■ **What the task asks**: In the listing below, transcribe the line that contains "One dot marks each instance of the knee" and all lines following it, ending with the last line. Add nothing.

■ **The input**:
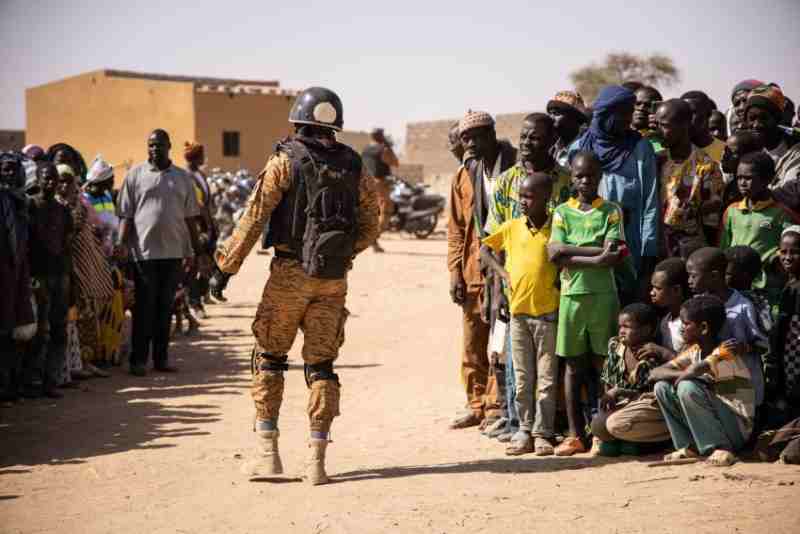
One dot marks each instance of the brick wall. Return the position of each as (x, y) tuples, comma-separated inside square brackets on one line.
[(12, 139)]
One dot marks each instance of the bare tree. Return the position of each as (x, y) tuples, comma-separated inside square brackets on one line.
[(619, 67)]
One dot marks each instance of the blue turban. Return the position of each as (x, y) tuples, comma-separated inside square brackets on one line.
[(611, 149)]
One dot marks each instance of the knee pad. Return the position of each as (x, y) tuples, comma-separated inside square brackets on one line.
[(266, 362), (320, 371), (323, 404), (268, 383)]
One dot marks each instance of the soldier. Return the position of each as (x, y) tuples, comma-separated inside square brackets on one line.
[(319, 208), (379, 158)]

■ **Your solution**:
One dot marks each instance of the knee pad. Return the position of each as (x, y) tuples, comma-separated inside square brackets on one line.
[(266, 362), (320, 371), (323, 404), (268, 383)]
One dot marks each instance of the soldier. Return the position of each as (x, y) tuples, comma-separated inside square brackets on one line.
[(319, 208), (379, 158)]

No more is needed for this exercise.